INSTRUÇÕES ::
1. Segundo o texto sobre a vacina contra o zika, quanto tempo pode levar, ao todo, o desenvolvimento de uma vacina?
2. Escreva a continuação do texto sobre a vacina contra o zika, partindo da frase final.

TEXTO FORNECIDO ::
┌────────
Folha de S. Paulo


Análise

Anúncio sobre a imunização é, no mínimo, imprudente

O anúncio do ministro da Saúde, Marcelo Castro, dando prazo de um ano para que a vacina contra o vírus da zika para seja testada em humanos e de até três anos que ela chegue ao mercado é, no mínimo, imprudente.

Por mais que se tenha recursos (as ofertas internacionais parecem promissoras) e esforços de equipes do mundo todo, o caminho da pesquisa clínica é naturalmente tortuoso. Um protocolo pode ser bem-sucedido ou não.

Um exemplo: um grupo de uma renomada universidade brasileira estava desenvolvendo um tratamento para dengue. A previsão era que, em um ano, o remédio já seria testado em humanos.

Mas, iniciados os ensaios em macacos, veio o banho de água fria: o medicamento, em vez de diminuir a viremia (presença no vírus no sangue) como era esperado, acabou aumentando. O estudo voltou para a estaca zero.

São várias as etapas do desenvolvimento de uma vacina até que se atinja o objetivo principal: estimular o sistema imunológico a reconhecer um agente agressor e produzir anticorpos específicos para combatê-lo, evitando que a doença se desenvolva.

É bom lembrar que mais de 90% das substâncias estudadas na fase pré-clínica (experimental) de uma nova droga são eliminadas por ineficácia ou falta de segurança.

Na fase clínica, que envolve pelo menos três etapas, testa-se diferentes parâmetros, como tolerância, eficácia, segurança e efeitos adversos do novo fármaco em diferentes grupos de voluntários. Ao todo, o processo de desenvolvimento de uma vacina pode levar 12 anos.
└────────
DADOS REGISTRADOS ::
┌────────
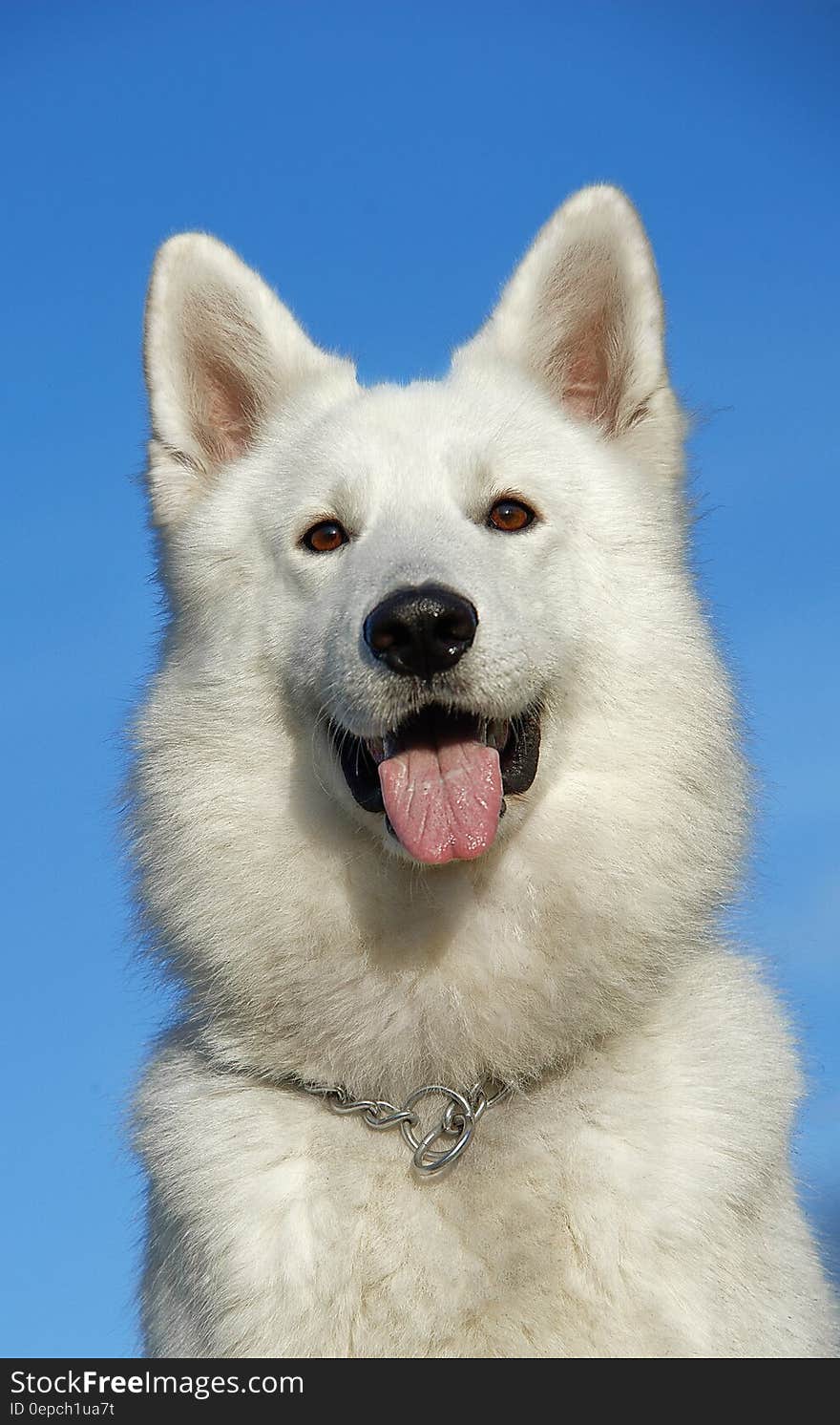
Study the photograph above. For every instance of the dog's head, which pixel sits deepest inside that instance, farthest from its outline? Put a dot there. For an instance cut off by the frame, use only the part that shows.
(439, 623)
└────────
RESPOSTAS DO EXERCÍCIO ::
1. Pode levar 12 anos.

2.
Há exceções, como a que ocorreu com a vacina contra o ebola, desenvolvida em tempo recorde (um ano e meio após anúncio oficial da epidemia) com esforço concentrado de pesquisadores e e recursos internacionais.

Embora a vacina contra o ebola pareça eficaz, com 100% de proteção segundo estudo com 4.000 pessoas, um painel internacional determinou que os testes devem seguir para verificar se ela gera imunidade de grupo.

É compreensível que, em um momento de temor mundial com a rápida expansão do vírus da zika e sua associação com os casos de microcefalia, o governo brasileiro queira dar respostas rápidas à população, porém, é preciso cautela com promessas.

Em dezembro, quando o Instituto Butantan disse que iniciaria estudos para uma vacina contra a zika, o secretário da Saúde do Estado, David Uip, evitou dar prazos.

O pior dos mundos para um grupo de pesquisa é trabalhar sob pressão. Rigor científico não combina com marketing político.